◆ Passage shown
↓
On March 14, 2011, the Unit 2 refueling team visually aligned the control element assembly shaft extension with the lifting frame funnel in preparation to lower the thimble support plate. When the thimble support plate was being lowered and the load cell changed from 4600 to 4400 pounds, the evolution was stopped. The refueling team raised the thimble support plate and identified the center control element assembly shaft extension had been bent. The licensee entered the issue into the corrective action program as Condition Report CR-ANO-2-2011-1284.

Upon inspection it was determined that interference (a lip) existed where the center guide tube, called the pick-up adaptor, on the thimble support plate, extended through the frame funnel. Once aligned into the frame funnel, the control element assembly shaft extension should have been guided into the pick-up adaptor tube, which would have allowed the thimble support plate to have been lowered into the reactor vessel.

However, the control element assembly shaft extension was guided by the frame funnel onto the lip and hung up. The weight of the thimble support plate bent the shaft extension. The licensee performed video and visual inspections of the entire thimble support plate, and all other control element assembly shaft extensions and did not identify any other damage. Based on the evidence and observations from those individuals involved, the licensee performed calculations and determined that the control element assemblies and the reactor fuel were not likely damaged. Radiation levels, chemical analysis of the refueling cavity coolant, and control rod testing confirmed that conclusion.

Previously, station Procedure OP-20505.007, Unit 2 Upper Guide Structure Installation, had instructions to insert a plastic pipe down through the pick-up adaptor and over the control element shaft extension to ensure no interference was possible when lowering the thimble support plate into the reactor vessel. In 2002, the procedure was revised to remove these instructions. The decision to remove the guidance was based on saving time during the outage and to help minimize dose. The justification was, in part, based on the assumption that the frame funnel was attached to the pick-up adaptor and was smooth with no interferences. Given this assumption, if the control element assembly shaft extension was aligned in the frame funnel, the thimble support plate could be lowered and the shaft extension would fit right into the pick-up adaptor. This design assumption was never verified and was incorrect. The procedure change failed to receive the proper reviews and should not have been allowed to be changed.

The licensee had a new control element shaft extension fabricated by Westinghouse and installed it without incident. Once the reactor was reassembled, control element assembly testing was completed satisfactorily, which confirmed no further damage.

Analysis.

The inspectors determined that the failure to provide adequate procedural guidance for installing the thimble support plate into the Unit 2 reactor vessel was a performance deficiency because it was within the licensees ability to foresee and correct and also violated technical specifications. The performance deficiency was determined to be more than minor because it was associated with the procedure quality attribute of the Barrier Integrity Cornerstone and adversely affected the cornerstone objective to provide reasonable assurance that the physical design barriers will protect the public from radionuclide releases caused by accidents or events, and is therefore a finding.
↑
◆ Dataset
↓
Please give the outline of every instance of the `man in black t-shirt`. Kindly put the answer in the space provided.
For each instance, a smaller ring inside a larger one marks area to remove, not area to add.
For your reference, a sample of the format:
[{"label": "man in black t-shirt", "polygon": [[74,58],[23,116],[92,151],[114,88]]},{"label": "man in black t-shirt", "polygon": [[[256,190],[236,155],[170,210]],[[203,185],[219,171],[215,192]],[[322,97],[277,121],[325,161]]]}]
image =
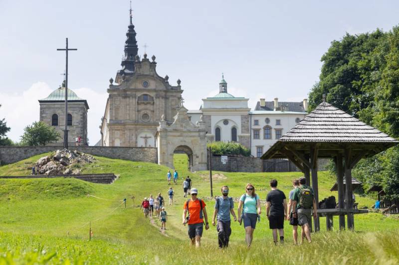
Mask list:
[{"label": "man in black t-shirt", "polygon": [[287,214],[287,201],[284,192],[277,189],[277,181],[270,180],[271,190],[266,198],[266,214],[269,219],[269,227],[273,229],[273,240],[277,243],[277,230],[280,243],[284,243],[284,219]]}]

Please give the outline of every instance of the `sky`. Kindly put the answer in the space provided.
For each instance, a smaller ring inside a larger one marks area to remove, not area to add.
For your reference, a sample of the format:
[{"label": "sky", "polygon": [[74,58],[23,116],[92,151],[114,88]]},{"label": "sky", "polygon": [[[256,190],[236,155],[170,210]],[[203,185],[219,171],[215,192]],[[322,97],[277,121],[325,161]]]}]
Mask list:
[{"label": "sky", "polygon": [[[398,1],[133,0],[139,54],[148,46],[157,73],[182,81],[185,106],[198,109],[228,91],[249,98],[301,101],[318,81],[320,59],[346,32],[388,31]],[[100,138],[110,78],[121,69],[129,1],[0,0],[0,119],[19,141],[39,120],[37,100],[61,84],[68,38],[68,87],[87,100],[90,144]]]}]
↑
◆ Problems to solve
[1] In the inspection report, which things are named as having confirmed that the control element assemblies and the reactor fuel were not likely damaged?
[2] According to the inspection report, in what year was station Procedure OP-20505.007 revised to remove the instructions about inserting a plastic pipe?
The items are not used in any task.

◆ Solutions to the exercise
[1] Radiation levels, chemical analysis of the refueling cavity coolant, and control rod testing.

[2] 2002